> **PROBLEM STATEMENT**: Pick up the mailing-list reply about Mercurial heads and workflow after its final quoted line, and write what comes next in that message.

> **DOCUMENT SEGMENT**:

-- Begin --

"Push creates new remote heads" and my humble workflow (kind of dummy question)
Pierre-Yves David
pierre-yves.david at ens-lyon.org
Thu Jul 16 15:59:08 UTC 2020
On 7/16/20 11:28 AM, Victor Sudakov wrote:
> Manuel Jacob wrote:
>
> [dd]
>
>>>>
>>>> Before the merge, you had two heads. To get one head, you can merge
>>>> them.
>>>
>>> Where did I have the two heads physically? There was one head at home,
>>> and
>>> one head at work, that's true. But I never allowed to create two heads
>>> in the cloud.
>>
>> Suppose we start in a situation where you have only one head X in the home,
>> work and cloud repos.
>>
>> Then, in the work repo, you create A on X. A is now the single head in the
>> work repo. Before driving home, you forget to push.
>
> OK, I see.
>
>>
>> Then, in the home repo, you create B on X. B is now the single head in the
>> home repo. You push to the central repo, which then also has a single head
>> B.
>>
>> Then, in the work repo, you pull. Now you have two heads A and B in the
>> repo.
>
> If I "pull -u" in the work repo, will my working directory be updated to
> B? Probably it will, because i've pulled from the central repo, right?
> Is it a good idea to always run "pull -u"? (which I do).
>
>>
>>> I want to fix my workflow somehow so that only one head (in all the
>>> repos) exists at a time.
>>
>> In your case, as the only person working on the repo, you could avoid the
>> situation by always pulling before committing and always pushing before
>> switching machines.
>
> Can I enforce this discipline?
You can make sure you alway pull before committing by adding a hook in
your config.
[hooks]
pre-commit=hg pull -u
(hook provided without any testing, so migh need adjustment to work)
>
>>
>> If you have the rebase extension enabled, you can pass "--rebase" to "hg
>> pull", which will linearize the changesets after pulling.

-- End --

> **RAW DATA**:
-- Begin --

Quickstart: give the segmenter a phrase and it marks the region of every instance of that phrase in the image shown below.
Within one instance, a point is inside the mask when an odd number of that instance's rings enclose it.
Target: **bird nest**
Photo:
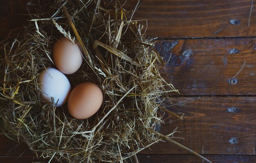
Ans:
[[[166,111],[163,97],[176,91],[160,76],[162,59],[154,39],[132,20],[140,3],[128,11],[118,0],[50,2],[30,2],[29,26],[2,43],[2,131],[25,141],[39,156],[68,163],[126,161],[162,139],[156,134],[162,122],[157,111]],[[92,82],[104,93],[101,107],[84,120],[40,98],[39,74],[55,67],[52,50],[63,36],[75,38],[84,53],[80,69],[66,75],[72,87]]]

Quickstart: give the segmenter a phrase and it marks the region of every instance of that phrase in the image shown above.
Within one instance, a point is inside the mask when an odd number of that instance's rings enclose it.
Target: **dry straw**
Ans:
[[[2,132],[25,141],[38,156],[68,163],[125,162],[162,139],[171,139],[172,132],[157,133],[162,122],[157,111],[166,111],[164,97],[177,91],[161,77],[157,65],[162,61],[153,48],[154,40],[131,20],[134,12],[118,0],[50,1],[30,2],[30,25],[13,42],[2,43]],[[81,67],[67,76],[72,86],[92,81],[104,93],[102,108],[84,120],[39,96],[38,77],[54,67],[52,48],[62,35],[73,42],[75,37],[84,52]]]

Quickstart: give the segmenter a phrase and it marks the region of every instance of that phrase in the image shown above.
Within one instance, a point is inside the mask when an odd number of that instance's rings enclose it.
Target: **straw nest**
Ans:
[[[157,111],[166,111],[163,97],[175,90],[160,76],[154,39],[132,20],[139,3],[128,12],[119,1],[37,1],[28,4],[29,26],[1,46],[2,132],[39,156],[69,163],[125,162],[159,141]],[[84,53],[79,70],[66,76],[72,87],[91,81],[104,93],[102,107],[83,120],[40,98],[38,77],[54,67],[52,48],[63,35],[75,37]]]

-- End --

> **REPLY TO THE EXERCISE**:
>
> This sounds interesting. Can you please explain on the X,A,B example
> above, what "pull --rebase" will do?
>
> "rebase working directory to branch head" does not sound exactly clear.
> Which branch? I don't have branches, just accidentally create two heads
> from time to time.
Has soon are you start having multiple heads, you have topological branches.
In your case you have two heads B and C. each on they own "topological
branch"
A---B
\
\-C
Lets says you committed "C" locally and pulled "B". (so you working copy
is on changeset of C).
rebase will "recreate" C (as a new changeset, C') on top of B. So the
result will be:
A---B---C'
>
> [dd]
>
>>
>>> For now I see that "hg diff -c 134" and "hg diff -c 132" look identical.
>>> The same can be said about "hg log -r132 -p" and "hg log -r134 -p" -
>>> identical except for the commit message and some metadata. This is
>>> confusing, the final tree (viewed with "hg log -p" or whatever) looks
>>> like
>>> the changes were applied twice but in fact they were not.
>>
>> I don’t know how you created the merge changesets, but when using a commit
>> message like "Merge heads.", there will be no duplication in the message.
>
> It's not the duplication in the message that I object to, it's the
> duplication in the diff ("hg log -p" output and such become confusing).
>
>>
>> In the future, hopefully Mercurial gets more useful diffs for merges. I know
>> that work on this was started, but I don’t think there’s something ready to
>> use.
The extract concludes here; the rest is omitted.